Reproduce every entry exactly, without alteration.

** Begin Records for processing **

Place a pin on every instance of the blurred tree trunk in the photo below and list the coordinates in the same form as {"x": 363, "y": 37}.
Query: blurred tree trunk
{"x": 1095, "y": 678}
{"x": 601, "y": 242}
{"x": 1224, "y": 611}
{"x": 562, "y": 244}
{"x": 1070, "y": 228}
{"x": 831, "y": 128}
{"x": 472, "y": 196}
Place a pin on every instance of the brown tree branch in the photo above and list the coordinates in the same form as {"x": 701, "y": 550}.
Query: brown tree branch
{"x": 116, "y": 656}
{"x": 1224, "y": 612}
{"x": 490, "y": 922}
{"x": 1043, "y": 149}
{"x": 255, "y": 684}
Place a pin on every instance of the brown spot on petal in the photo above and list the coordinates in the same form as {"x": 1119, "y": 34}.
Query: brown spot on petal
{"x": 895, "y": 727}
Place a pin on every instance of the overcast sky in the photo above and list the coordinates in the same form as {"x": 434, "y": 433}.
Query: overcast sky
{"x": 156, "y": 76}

** End Records for processing **

> [Solution to the problem]
Place a pin on every instance of the blurred tree trunk in the photo below and list the coordinates in the same form as {"x": 363, "y": 37}.
Query: blurred tree trunk
{"x": 1095, "y": 678}
{"x": 601, "y": 242}
{"x": 1224, "y": 611}
{"x": 562, "y": 244}
{"x": 1070, "y": 228}
{"x": 831, "y": 128}
{"x": 472, "y": 196}
Place a pin on every instance of the brown tree branch in the photo above and list the coordinates in the same form as {"x": 701, "y": 550}.
Query: brown tree branch
{"x": 116, "y": 656}
{"x": 1224, "y": 612}
{"x": 490, "y": 922}
{"x": 1043, "y": 149}
{"x": 255, "y": 684}
Place a pin on every instance of the brown spot on petal in the photo above and list the coordinates in the same form as {"x": 1119, "y": 34}.
Query: brown spot on petal
{"x": 895, "y": 727}
Place a pin on every instance of the overcast sky in the photo above and list the coordinates in the same form as {"x": 434, "y": 433}.
Query: overcast sky
{"x": 156, "y": 76}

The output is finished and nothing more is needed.